═════ Dataset entries ═════

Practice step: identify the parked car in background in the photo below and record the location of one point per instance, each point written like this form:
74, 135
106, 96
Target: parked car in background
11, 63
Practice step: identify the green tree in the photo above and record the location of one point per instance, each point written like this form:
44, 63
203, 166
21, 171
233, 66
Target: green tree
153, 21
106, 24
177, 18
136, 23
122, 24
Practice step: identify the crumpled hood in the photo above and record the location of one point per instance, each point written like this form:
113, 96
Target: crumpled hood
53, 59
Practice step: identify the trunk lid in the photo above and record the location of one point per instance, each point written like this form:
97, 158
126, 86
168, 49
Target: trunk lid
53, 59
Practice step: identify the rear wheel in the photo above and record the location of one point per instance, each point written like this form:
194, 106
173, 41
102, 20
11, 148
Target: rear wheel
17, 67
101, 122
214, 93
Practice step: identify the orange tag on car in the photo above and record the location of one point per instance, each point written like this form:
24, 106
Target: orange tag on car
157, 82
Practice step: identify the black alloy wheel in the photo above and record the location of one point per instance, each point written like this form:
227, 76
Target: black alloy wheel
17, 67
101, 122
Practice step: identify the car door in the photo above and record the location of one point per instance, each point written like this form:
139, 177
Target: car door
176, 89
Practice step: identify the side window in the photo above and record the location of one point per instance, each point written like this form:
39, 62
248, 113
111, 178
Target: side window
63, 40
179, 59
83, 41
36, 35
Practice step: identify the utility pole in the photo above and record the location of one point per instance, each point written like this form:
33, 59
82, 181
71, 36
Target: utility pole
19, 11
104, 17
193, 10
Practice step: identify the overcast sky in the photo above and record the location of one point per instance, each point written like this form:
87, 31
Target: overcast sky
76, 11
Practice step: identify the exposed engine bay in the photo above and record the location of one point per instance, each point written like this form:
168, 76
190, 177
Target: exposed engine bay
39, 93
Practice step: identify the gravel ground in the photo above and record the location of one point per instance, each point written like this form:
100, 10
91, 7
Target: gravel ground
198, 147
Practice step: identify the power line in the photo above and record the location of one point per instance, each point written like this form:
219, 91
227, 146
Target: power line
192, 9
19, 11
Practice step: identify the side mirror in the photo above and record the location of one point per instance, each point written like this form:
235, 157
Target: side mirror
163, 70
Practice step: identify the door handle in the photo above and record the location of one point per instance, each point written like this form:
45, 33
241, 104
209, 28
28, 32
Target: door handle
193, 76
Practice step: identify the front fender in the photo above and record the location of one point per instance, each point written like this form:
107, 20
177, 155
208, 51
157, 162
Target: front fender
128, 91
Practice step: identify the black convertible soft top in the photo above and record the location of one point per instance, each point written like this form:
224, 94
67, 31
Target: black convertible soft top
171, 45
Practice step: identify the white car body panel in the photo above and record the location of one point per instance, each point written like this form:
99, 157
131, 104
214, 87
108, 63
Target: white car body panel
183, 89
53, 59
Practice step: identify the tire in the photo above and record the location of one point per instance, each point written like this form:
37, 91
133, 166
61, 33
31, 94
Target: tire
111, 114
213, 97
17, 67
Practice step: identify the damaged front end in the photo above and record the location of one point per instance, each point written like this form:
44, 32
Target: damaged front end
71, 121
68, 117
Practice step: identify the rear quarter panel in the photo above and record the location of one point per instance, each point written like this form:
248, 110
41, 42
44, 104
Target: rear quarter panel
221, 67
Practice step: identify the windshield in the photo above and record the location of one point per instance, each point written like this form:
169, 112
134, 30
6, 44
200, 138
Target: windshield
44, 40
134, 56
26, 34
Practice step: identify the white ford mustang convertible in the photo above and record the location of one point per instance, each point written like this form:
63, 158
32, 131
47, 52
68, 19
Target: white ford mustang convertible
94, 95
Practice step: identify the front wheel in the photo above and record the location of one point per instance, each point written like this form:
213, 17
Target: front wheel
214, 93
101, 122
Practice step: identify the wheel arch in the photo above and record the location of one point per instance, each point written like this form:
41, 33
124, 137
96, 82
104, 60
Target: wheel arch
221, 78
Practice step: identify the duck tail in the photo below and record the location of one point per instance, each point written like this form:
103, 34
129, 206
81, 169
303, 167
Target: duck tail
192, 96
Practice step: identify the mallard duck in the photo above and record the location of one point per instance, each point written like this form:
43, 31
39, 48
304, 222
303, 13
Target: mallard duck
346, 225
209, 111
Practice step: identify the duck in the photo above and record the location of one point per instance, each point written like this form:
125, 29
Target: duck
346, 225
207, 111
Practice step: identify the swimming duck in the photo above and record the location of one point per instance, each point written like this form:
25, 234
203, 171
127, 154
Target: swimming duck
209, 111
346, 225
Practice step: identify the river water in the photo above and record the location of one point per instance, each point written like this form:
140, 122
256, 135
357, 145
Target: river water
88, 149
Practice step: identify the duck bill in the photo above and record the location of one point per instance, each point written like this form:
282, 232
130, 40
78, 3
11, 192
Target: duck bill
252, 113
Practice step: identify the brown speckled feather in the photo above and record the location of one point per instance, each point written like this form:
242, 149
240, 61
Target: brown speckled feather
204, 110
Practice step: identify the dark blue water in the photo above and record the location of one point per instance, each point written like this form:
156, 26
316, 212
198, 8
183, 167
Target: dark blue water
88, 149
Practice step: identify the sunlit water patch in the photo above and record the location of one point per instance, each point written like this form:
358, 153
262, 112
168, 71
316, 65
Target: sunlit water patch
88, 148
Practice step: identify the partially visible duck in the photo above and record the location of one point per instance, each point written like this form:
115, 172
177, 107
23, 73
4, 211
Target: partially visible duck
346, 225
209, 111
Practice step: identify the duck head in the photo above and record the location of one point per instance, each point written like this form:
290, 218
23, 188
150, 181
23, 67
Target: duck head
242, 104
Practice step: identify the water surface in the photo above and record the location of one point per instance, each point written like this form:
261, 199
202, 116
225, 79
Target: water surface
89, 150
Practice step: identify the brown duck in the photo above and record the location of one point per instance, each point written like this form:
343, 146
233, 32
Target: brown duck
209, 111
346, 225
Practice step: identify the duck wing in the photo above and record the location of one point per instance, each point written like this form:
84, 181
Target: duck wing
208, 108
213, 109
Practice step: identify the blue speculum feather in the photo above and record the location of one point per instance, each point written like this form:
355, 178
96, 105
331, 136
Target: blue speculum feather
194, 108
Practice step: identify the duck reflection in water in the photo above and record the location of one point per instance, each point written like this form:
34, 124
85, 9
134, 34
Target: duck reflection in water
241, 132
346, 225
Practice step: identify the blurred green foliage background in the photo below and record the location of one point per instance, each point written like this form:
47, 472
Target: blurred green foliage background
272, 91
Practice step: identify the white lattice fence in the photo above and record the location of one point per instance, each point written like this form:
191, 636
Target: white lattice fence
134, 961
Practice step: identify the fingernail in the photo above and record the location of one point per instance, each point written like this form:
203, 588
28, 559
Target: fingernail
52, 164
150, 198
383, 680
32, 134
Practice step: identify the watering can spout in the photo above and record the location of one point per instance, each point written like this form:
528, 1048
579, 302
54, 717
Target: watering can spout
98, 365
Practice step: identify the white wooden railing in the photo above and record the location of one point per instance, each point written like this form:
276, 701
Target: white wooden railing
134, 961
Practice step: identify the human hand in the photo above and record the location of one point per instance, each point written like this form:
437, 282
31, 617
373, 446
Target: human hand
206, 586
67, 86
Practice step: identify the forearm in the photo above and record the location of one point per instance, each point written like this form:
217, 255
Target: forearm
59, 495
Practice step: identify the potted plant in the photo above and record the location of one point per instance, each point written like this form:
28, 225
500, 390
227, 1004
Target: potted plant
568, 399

═════

What this task involves:
Nothing in the records above may be left out when you repeat them exactly.

Result of the exercise:
Practice step: identify the parked car in background in the photo below and record the location of one point per instance, each point written like this form:
74, 135
106, 96
Target: parked car in background
11, 63
Practice step: identify the green tree in the photo above and record the location of one point per instance, each point written like this form:
44, 63
203, 166
21, 171
233, 66
Target: green tree
153, 21
106, 24
177, 18
136, 23
122, 24
Practice step: identify the crumpled hood in the photo above and record the location of one point per instance, each point written like this form:
113, 96
Target: crumpled hood
53, 59
Practice step: identify the trunk lid in the photo above and record the location of one point per instance, each point written like this form:
97, 158
126, 86
168, 49
Target: trunk lid
53, 59
Practice step: identify the rear wheel in the photo above and record the location of one point per instance, each point written like this form:
194, 106
173, 41
102, 20
11, 148
Target: rear wheel
17, 67
101, 122
214, 93
Practice step: identify the orange tag on car in the photo above and record the location of one point per instance, each point written like this form:
24, 106
Target: orange tag on car
157, 82
Practice step: identify the black alloy wheel in the photo above and record the location of one point per instance, each point written like this form:
227, 76
Target: black alloy wheel
17, 67
101, 122
Practice step: identify the car door in the photo above and record the location of one point per instance, each point written like this form:
139, 177
Target: car door
176, 89
Practice step: identify the side window in the photo above and record the location of one point per instance, each point written like this form:
39, 62
248, 113
111, 178
Target: side window
63, 40
179, 59
83, 41
36, 35
Practice step: identify the utility pole in the photo above and record the location of one point per instance, each point written like this form:
33, 59
82, 181
71, 36
Target: utility pole
19, 11
104, 17
193, 10
Practice step: identify the overcast sky in the photo above and record the location of one point per instance, each point written like this form:
87, 31
Target: overcast sky
76, 11
Practice step: identify the exposed engine bay in the photo above and record the location of one point per instance, each point written like this form:
168, 76
190, 177
Target: exposed engine bay
39, 93
Practice step: identify the gravel ground in the photo above and record the location of one point per instance, each point written like this form:
100, 10
91, 7
Target: gravel ground
198, 147
Practice step: identify the power line in the photo above and record the location of one point per instance, each point written like this form:
219, 91
227, 146
Target: power line
192, 9
19, 11
Practice step: identify the side mirror in the photo above and record the location of one point per instance, each point written like this form:
235, 157
Target: side mirror
163, 70
Practice step: identify the door handle in the photo above and record the location of one point per instance, each point written like this form:
45, 33
241, 104
209, 28
28, 32
Target: door handle
193, 76
Practice step: identify the front fender in the photo above and record the location of one point per instance, each point written like this form:
107, 20
177, 155
208, 51
157, 162
Target: front fender
128, 91
Practice step: identify the black convertible soft top in the photo above and record the location of one point per instance, each point written like this form:
224, 94
67, 31
Target: black convertible soft top
171, 45
Practice step: identify the white car body panel in the photo above and record the location of one point per instance, each point written like this form:
99, 157
131, 104
214, 87
108, 63
Target: white car body panel
183, 89
53, 59
Practice step: identify the tire in the photo above and record the location of one point per instance, each point written like this form:
37, 91
133, 166
61, 33
31, 94
Target: tire
111, 114
213, 97
17, 67
Practice step: identify the damaged front end in the photo above and record the location of one point per instance, each point written like this form:
44, 32
Target: damaged front end
71, 121
68, 117
Practice step: identify the rear quarter panel in the photo above and record the location of one point per instance, each point written like this form:
248, 110
41, 42
44, 104
Target: rear quarter panel
221, 67
Practice step: identify the windshield in the photo above and record the location of one point per instance, each point written like this form:
169, 112
134, 30
6, 44
200, 138
Target: windshield
44, 40
134, 56
26, 34
Practice step: identify the white ford mustang convertible in the photo above and record the location of one point per instance, each point written like this form:
63, 158
32, 131
47, 52
68, 19
Target: white ford mustang convertible
94, 95
Practice step: identify the front wheel in the photo above and record the location of one point per instance, each point written like this form:
213, 17
Target: front wheel
214, 93
101, 122
Practice step: identify the wheel arch in the photo above and record the location of one point per instance, each point written like this form:
41, 33
124, 137
96, 82
104, 60
Target: wheel arch
221, 78
Practice step: identify the duck tail in the photo below and record the location of one point per instance, each point written like this form:
103, 34
129, 206
81, 169
303, 167
Target: duck tail
192, 96
Practice step: identify the mallard duck in the photo above and record the location of one point per instance, each point written like this form:
43, 31
39, 48
304, 222
303, 13
Target: mallard duck
346, 225
209, 111
Practice step: identify the duck in the photo above and record the location of one point per instance, each point written like this form:
125, 29
Target: duck
346, 225
207, 111
Practice step: identify the swimming duck in the photo above and record the location of one point per instance, each point written like this form:
25, 234
203, 171
127, 154
Target: swimming duck
209, 111
346, 225
Practice step: identify the river water in the photo above and record the location of one point per instance, each point written like this form:
140, 122
256, 135
357, 145
Target: river water
88, 149
Practice step: identify the duck bill in the photo above and record the location of one point per instance, each point written like this form:
282, 232
130, 40
78, 3
11, 192
Target: duck bill
252, 113
Practice step: identify the brown speckled feather in the photo above and record the location of one point per instance, each point written like this form:
242, 149
240, 61
Target: brown speckled feather
204, 110
Practice step: identify the dark blue water in the photo above and record the location of one point per instance, each point written like this form:
156, 26
316, 212
198, 8
183, 167
Target: dark blue water
88, 149
Practice step: identify the sunlit water patch in the photo above and record the location of one point per instance, each point written like this form:
358, 153
262, 112
168, 71
316, 65
Target: sunlit water patch
88, 148
Practice step: identify the partially visible duck in the photo above and record the location of one point per instance, each point written like this form:
115, 172
177, 107
23, 73
4, 211
Target: partially visible duck
346, 225
209, 111
Practice step: identify the duck head in the photo above and record the location of one point per instance, each point written like this form:
290, 218
23, 188
150, 181
23, 67
Target: duck head
242, 104
Practice step: identify the water surface in the photo above and record the location of one point per instance, each point written like this form:
261, 199
202, 116
225, 79
Target: water surface
89, 150
Practice step: identify the brown duck in the photo above and record the location of one point per instance, each point written like this form:
343, 146
233, 32
Target: brown duck
209, 111
346, 225
Practice step: identify the duck wing in the photo above and record the location of one point per instance, each point written like this form:
84, 181
Target: duck wing
208, 108
213, 109
Practice step: identify the blue speculum feather in the photo above and record the location of one point per instance, each point written like this form:
355, 178
96, 105
331, 136
Target: blue speculum feather
194, 108
Practice step: identify the duck reflection in water in the photo above and record the location of one point per instance, each point written like this form:
34, 124
85, 9
134, 34
Target: duck reflection in water
241, 132
346, 225
Practice step: identify the blurred green foliage background in the photo below and record the location of one point per instance, each point written like this form:
47, 472
Target: blurred green foliage background
272, 91
Practice step: identify the white lattice fence in the photo above and record the location of one point per instance, each point written like this form:
191, 636
Target: white lattice fence
134, 961
Practice step: identify the fingernail in the photo above and record the location of one point per instance, each point written like this form:
203, 588
28, 559
Target: fingernail
52, 164
150, 198
383, 680
32, 134
Practice step: identify the watering can spout in the photo above and record the location of one point per instance, each point written like this form:
528, 1048
579, 302
54, 717
Target: watering can spout
98, 365
Practice step: identify the white wooden railing in the photo above and record the location of one point per instance, each point written like this form:
276, 701
Target: white wooden railing
134, 961
Practice step: identify the human hand in the photo above and record the location of one point per instance, each point written like this form:
437, 282
31, 617
373, 446
Target: human hand
206, 586
67, 86
Practice step: identify the forearm in the photo above and record the location of one point per instance, each point written like this form:
217, 255
Target: forearm
59, 495
Practice step: identify the potted plant in the photo above and record the location of one point per instance, each point written like this form:
28, 225
500, 390
227, 1004
Target: potted plant
568, 399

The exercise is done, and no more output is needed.